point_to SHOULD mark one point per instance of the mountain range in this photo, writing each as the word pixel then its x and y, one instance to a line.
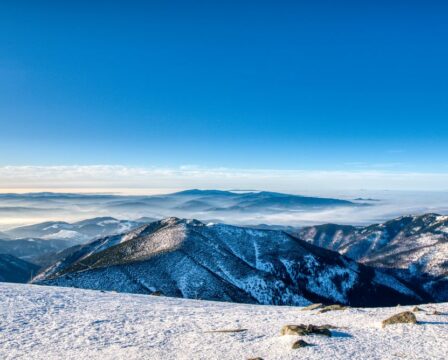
pixel 191 259
pixel 413 248
pixel 13 269
pixel 224 206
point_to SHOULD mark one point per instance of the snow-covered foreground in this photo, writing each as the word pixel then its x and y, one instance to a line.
pixel 38 322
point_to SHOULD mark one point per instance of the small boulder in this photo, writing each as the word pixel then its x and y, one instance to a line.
pixel 300 343
pixel 312 307
pixel 303 330
pixel 405 317
pixel 332 308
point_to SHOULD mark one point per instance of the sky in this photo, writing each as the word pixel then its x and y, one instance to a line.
pixel 344 89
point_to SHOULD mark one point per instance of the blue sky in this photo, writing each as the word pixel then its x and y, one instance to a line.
pixel 292 85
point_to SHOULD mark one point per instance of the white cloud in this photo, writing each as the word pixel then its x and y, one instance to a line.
pixel 128 179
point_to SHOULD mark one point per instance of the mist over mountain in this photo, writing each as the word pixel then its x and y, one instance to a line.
pixel 13 269
pixel 187 258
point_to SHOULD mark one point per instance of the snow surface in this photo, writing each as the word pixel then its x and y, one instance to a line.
pixel 38 322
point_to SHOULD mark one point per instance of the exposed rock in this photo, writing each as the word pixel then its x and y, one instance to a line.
pixel 304 330
pixel 405 317
pixel 332 308
pixel 300 343
pixel 312 307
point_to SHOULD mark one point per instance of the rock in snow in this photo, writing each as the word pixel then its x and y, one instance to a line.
pixel 187 258
pixel 40 322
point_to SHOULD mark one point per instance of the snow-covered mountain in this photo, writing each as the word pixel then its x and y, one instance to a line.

§ **Your goal**:
Repeat the material above exactly; any picture in it is left out.

§ **Final answer**:
point_to SHOULD mark one point per instance of the mountain range in this photo, writing each as the word pixel then its x and y, one instance to a line.
pixel 191 259
pixel 413 248
pixel 13 269
pixel 224 206
point_to SHOULD mark one point per instance of the snow-covered foreground in this photo, writing each as the word pixel then its x and y, one instance to a line.
pixel 38 322
point_to SHOULD mark one point per instance of the small boulder in this photo, writing each as the word pixel then its x and y, one instance to a line.
pixel 300 343
pixel 312 307
pixel 303 330
pixel 405 317
pixel 332 308
point_to SHOULD mark one point per instance of the sky in this photo, writing each as the word pixel then its x and y, one instance to a line.
pixel 344 89
point_to SHOULD mark one point per instance of the blue sky in this photo, writing each as the word pixel then its x and y, one instance to a line.
pixel 292 85
point_to SHOULD mark one point per instance of the white cloud in this photo, writing each as the word pixel then its x and y, one instance to a line.
pixel 128 179
point_to SHOULD mark one point per instance of the mist over mountain in this photo, writing each as the word pixel then its x and y, one instance to a line.
pixel 13 269
pixel 187 258
point_to SHOULD mark one point per instance of the snow surface in this photo, writing each as the word pixel then its x and y, one instance to a line.
pixel 38 322
point_to SHOULD mark one point per instance of the exposed rock in this photo, writing each as the word pixel then its x and y, one instance to a line.
pixel 304 330
pixel 405 317
pixel 332 308
pixel 300 343
pixel 312 307
point_to SHOULD mark one point per instance of the rock in snow in this photo, writing each as the word pixel then its x and y, one instance to a line.
pixel 187 258
pixel 40 322
point_to SHOULD mark one point per instance of the snow-covered mountain in this photo, writing each as the word pixel then its x and y, one instance to a line.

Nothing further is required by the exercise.